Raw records
########

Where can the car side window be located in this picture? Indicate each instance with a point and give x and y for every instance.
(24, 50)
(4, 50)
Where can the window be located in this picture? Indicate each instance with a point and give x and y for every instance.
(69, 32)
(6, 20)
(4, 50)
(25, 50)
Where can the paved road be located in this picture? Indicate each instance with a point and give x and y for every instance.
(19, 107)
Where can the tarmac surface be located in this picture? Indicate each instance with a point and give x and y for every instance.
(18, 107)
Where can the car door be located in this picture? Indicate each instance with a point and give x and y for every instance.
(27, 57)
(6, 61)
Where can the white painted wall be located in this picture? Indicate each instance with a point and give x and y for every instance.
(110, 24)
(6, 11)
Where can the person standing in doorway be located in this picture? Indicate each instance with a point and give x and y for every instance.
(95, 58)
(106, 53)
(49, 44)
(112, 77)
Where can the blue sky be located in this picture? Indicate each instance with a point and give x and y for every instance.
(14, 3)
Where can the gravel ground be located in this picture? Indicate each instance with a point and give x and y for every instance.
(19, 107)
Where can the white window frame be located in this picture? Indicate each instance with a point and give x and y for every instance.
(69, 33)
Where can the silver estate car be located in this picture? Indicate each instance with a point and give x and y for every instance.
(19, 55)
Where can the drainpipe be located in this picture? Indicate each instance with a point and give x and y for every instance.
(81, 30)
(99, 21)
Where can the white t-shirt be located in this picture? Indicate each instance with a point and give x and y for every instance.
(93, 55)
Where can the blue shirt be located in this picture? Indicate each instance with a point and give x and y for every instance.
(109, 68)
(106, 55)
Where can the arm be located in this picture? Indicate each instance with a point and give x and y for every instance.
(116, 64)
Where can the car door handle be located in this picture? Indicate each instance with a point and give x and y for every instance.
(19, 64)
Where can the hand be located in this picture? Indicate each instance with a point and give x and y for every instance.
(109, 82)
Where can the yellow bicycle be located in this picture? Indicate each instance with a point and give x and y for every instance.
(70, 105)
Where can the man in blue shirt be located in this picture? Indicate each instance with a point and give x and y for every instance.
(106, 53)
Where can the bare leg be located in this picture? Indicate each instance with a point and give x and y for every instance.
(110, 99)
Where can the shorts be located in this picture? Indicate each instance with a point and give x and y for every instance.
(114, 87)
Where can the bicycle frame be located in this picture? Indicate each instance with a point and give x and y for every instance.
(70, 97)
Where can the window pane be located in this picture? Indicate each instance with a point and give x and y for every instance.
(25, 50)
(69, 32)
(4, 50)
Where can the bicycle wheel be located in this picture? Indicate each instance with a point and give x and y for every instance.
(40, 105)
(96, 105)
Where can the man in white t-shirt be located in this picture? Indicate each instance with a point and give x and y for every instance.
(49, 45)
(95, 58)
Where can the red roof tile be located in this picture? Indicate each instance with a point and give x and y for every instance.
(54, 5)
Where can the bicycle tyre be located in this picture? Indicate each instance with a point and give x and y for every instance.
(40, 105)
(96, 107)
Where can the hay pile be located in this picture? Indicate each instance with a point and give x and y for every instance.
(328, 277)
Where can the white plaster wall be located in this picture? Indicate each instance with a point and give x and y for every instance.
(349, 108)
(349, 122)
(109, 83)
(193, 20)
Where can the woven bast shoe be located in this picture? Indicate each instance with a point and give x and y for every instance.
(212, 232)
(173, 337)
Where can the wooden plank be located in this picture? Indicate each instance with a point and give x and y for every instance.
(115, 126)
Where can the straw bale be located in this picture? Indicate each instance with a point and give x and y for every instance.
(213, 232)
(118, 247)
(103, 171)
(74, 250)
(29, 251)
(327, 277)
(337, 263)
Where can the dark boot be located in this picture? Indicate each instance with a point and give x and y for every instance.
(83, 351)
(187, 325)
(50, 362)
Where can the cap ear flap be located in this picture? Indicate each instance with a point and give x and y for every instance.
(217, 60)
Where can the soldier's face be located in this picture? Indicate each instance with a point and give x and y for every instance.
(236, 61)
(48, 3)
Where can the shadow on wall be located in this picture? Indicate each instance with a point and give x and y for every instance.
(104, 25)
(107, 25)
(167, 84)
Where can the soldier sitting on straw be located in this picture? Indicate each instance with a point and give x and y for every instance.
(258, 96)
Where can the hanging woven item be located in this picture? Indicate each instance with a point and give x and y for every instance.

########

Turn the part of the data running from the line containing "Where can the shadow" through the end of the data into a numbered list, including both ends and omitting any blank lines.

1. Where can the shadow on wall be located in this picture? Indicate each instance with a point and give x and y for every instance.
2. (104, 25)
3. (107, 25)
4. (167, 84)
5. Where can the soldier sitting on straw be located in this picture? Indicate each instance with a point and give x and y for every instance.
6. (258, 96)
7. Where can the hanging woven item be located in this picture? Indicate each instance with a point and give x and y for every instance.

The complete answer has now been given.